JOB: Copy out the records below word for word, line by line.

LISTED RECORDS:
Start

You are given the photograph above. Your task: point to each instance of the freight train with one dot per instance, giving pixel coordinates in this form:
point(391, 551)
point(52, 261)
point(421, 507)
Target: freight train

End

RESULT OF THIS EXERCISE:
You are given the photograph above. Your task: point to each instance of the freight train with one dot per instance, giving pixel coordinates in this form:
point(391, 551)
point(52, 261)
point(421, 507)
Target: freight train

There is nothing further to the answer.